(Items from a data source)
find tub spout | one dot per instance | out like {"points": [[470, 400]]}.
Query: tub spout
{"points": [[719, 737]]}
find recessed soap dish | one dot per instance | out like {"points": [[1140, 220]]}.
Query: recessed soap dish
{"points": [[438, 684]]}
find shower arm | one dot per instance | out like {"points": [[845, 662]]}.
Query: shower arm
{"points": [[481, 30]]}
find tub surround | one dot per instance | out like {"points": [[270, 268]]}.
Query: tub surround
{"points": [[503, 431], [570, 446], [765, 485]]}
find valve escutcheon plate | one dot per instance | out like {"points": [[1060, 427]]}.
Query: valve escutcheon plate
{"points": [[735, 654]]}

==

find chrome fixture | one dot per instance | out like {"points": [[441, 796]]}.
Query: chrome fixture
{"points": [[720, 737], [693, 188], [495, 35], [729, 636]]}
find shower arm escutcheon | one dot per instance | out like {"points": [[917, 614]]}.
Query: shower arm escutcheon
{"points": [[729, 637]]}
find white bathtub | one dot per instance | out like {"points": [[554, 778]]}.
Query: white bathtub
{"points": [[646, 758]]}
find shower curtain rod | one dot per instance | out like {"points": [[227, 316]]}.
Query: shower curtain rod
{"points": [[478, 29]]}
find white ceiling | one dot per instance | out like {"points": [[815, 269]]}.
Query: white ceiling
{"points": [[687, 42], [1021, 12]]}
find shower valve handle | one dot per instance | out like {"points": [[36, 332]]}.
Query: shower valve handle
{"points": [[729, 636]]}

-- WORK REQUIRED --
State how many lines of the records above contain the string "instance". Reply with the number alone.

-- RIGHT ANSWER --
11